WORK TO BE COMPLETED: Return all of the entries, keeping every word and mark as it is.

DATA EXTRACT:

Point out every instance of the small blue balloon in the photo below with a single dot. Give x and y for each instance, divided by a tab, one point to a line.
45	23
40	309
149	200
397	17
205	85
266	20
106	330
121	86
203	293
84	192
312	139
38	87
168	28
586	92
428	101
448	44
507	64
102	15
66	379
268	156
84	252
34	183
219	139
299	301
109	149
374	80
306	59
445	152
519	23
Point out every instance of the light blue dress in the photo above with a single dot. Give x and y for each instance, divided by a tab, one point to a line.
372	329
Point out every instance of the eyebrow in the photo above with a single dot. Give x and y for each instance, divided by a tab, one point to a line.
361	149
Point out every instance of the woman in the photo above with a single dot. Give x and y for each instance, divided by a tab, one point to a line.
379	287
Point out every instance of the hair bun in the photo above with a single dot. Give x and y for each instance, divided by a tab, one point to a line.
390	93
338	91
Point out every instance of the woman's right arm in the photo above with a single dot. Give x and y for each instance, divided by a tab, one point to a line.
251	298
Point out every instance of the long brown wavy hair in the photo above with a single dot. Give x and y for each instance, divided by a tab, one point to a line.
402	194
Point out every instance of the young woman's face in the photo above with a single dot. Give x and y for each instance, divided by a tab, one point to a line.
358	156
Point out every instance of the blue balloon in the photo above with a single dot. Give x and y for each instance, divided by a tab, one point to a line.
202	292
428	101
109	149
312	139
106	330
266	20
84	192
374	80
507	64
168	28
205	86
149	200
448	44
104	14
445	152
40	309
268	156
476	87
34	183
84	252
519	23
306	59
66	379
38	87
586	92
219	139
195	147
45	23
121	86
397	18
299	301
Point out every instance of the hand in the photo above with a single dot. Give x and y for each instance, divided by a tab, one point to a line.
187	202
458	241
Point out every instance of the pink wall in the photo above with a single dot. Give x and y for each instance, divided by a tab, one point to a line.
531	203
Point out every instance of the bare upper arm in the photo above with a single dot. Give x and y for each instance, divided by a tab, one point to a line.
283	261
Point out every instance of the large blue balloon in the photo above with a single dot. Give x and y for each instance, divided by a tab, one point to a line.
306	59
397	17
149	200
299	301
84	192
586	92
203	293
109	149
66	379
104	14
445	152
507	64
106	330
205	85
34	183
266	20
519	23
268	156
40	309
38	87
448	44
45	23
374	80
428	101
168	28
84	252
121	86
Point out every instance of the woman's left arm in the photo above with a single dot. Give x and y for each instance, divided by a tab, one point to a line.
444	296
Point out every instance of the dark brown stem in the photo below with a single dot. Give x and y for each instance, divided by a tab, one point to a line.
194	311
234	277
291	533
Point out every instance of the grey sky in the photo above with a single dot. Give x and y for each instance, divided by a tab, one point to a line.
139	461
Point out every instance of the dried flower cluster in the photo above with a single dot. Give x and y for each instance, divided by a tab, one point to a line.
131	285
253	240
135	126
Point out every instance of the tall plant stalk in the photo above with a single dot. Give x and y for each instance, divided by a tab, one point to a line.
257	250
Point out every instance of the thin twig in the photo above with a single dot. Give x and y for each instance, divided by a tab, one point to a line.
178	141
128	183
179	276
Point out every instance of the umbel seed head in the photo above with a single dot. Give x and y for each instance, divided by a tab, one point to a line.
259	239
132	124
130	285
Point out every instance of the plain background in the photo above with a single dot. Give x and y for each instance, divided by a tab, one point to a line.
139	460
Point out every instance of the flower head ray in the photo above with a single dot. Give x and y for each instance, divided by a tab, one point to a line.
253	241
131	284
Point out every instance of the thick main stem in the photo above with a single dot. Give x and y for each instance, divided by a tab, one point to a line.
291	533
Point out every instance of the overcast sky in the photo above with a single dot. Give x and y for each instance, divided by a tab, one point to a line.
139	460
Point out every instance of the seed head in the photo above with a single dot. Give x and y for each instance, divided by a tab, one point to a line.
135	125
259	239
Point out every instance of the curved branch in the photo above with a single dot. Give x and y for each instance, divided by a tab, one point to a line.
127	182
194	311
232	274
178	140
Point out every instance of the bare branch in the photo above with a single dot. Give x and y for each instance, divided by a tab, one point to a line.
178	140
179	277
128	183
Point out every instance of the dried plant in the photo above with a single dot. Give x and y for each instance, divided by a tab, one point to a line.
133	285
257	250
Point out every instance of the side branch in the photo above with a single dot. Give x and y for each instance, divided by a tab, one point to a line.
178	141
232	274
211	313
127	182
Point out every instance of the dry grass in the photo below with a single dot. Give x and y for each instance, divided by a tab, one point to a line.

FINISHED TASK:
Point out every instance of the small blue balloon in the photo below with a single dot. Give x and y for each instance, divided by a tab, one point to a line.
45	23
40	309
149	200
397	17
205	85
266	20
106	330
121	86
203	293
84	192
312	139
38	87
168	28
586	92
428	101
448	44
507	64
102	15
66	379
268	156
84	252
34	183
219	139
299	301
109	149
374	80
306	59
445	152
519	23
Point out every instance of the light blue dress in the photo above with a single dot. Give x and y for each instance, divided by a tab, one point to a line.
372	329
Point out every instance of the eyebrow in the photo above with a single dot. Give x and y for each instance, divided by a tab, one point to a line.
361	149
Point out every instance of the woman in the photo above with a single dot. Give x and y for each instance, divided by a tab, one point to a line.
379	287
Point out every instance of the hair bun in the photo above with a single dot. Give x and y for each instance, divided by a tab, one point to a line.
390	93
338	91
Point out every instance of the woman's right arm in the photo above with a single dot. Give x and y for each instance, divided by a tab, one point to a line.
251	298
Point out every instance of the long brown wavy hair in the photo above with a single dot. Give x and y for each instance, divided by a tab, one point to a line.
402	194
Point out every instance of the young woman's face in the photo above with a single dot. Give x and y for each instance, divided by a tab, one point to a line.
358	156
Point out every instance of the blue balloon in the photo above with a single dot. Give x and y for each instance, divided by a tab, one point to a line.
202	292
428	101
109	149
312	139
106	330
266	20
84	192
374	80
507	64
168	28
205	86
149	200
448	44
104	14
445	152
40	309
268	156
476	87
34	183
84	252
519	23
306	59
66	379
38	87
586	92
219	139
195	147
45	23
121	86
397	18
299	301
Point out every instance of the hand in the photo above with a single dot. Give x and y for each instance, divided by a tab, one point to a line.
187	202
458	241
Point out every instance of the pink wall in the photo above with a single dot. Give x and y for each instance, divided by a tab, one point to a line.
531	203
Point out every instance of the bare upper arm in the photo above with a single dot. Give x and y for each instance, divided by a tab, one point to a line.
283	261
Point out every instance of the large blue balloon in the photo above with a single dot. Give x and y for each instance, divided by a tab, one point to a line.
306	59
397	17
149	200
299	301
84	192
586	92
203	293
109	149
66	379
104	14
445	152
507	64
106	330
205	85
34	183
266	20
519	23
268	156
40	309
38	87
448	44
45	23
374	80
428	101
168	28
84	252
121	86
Point out every instance of the woman's left arm in the photo above with a single dot. Give x and y for each instance, divided by a tab, one point to a line.
444	296
Point out every instance of the dark brown stem in the photo below with a single dot. Give x and y for each instance, divided by a tab, one point to a line.
194	311
234	277
291	533
Point out every instance of the grey sky in the photo above with a single dot. Give x and y for each instance, divided by a tab, one point to a line.
139	461
Point out every instance of the dried flower cluster in the photo above with a single dot. Give x and y for each instance, divided by a tab, one point to a line.
131	285
253	240
135	126
Point out every instance of the tall plant stalk in the photo above with a single dot. Give x and y for each instance, divided by a tab, one point to a line.
257	250
Point out every instance of the thin twig in the photo above with a single dot. Give x and y for each instance, divided by a tab, one point to a line.
178	141
128	183
179	276
Point out every instance of the umbel seed head in the photo above with a single dot. Give x and y for each instance, divided by a tab, one point to a line.
259	239
132	124
130	285
Point out every instance of the plain background in the photo above with a single dot. Give x and y for each instance, divided by a tab, one point to a line.
139	460
Point out every instance of the flower head ray in the photo above with a single dot. Give x and y for each instance, divided by a tab, one point to a line.
253	241
131	284
Point out every instance of the thick main stem in the photo above with a single dot. Give x and y for each instance, divided by a tab, one point to a line.
291	533
Point out every instance of the overcast sky in the photo above with a single dot. Give x and y for each instance, divided by a tab, one point to a line.
139	460
Point out every instance of the seed head in the photo above with a single dot. Give x and y for each instance, divided by a tab, one point to a line.
135	125
259	239
Point out every instance of the curved branch in the photo above with a single dot. Give x and y for each instance, divided by a tab, one point to a line.
127	182
194	311
232	274
178	140
Point out every instance of the bare branch in the photo above with a single dot. Give x and y for each instance, divided by a tab, one point to a line.
178	140
179	277
128	183
Point out every instance of the dried plant in the photo above with a single dot. Give x and y for each instance, divided by a tab, one point to a line.
133	285
257	250
Point out every instance of the side branch in the photo above with a single dot. Give x and y for each instance, divided by a tab, one point to a line.
178	141
232	274
211	313
127	182
Point out every instance of the dry grass in the photo below with a single dot. Give x and y for each instance, divided by a tab, one point to a line.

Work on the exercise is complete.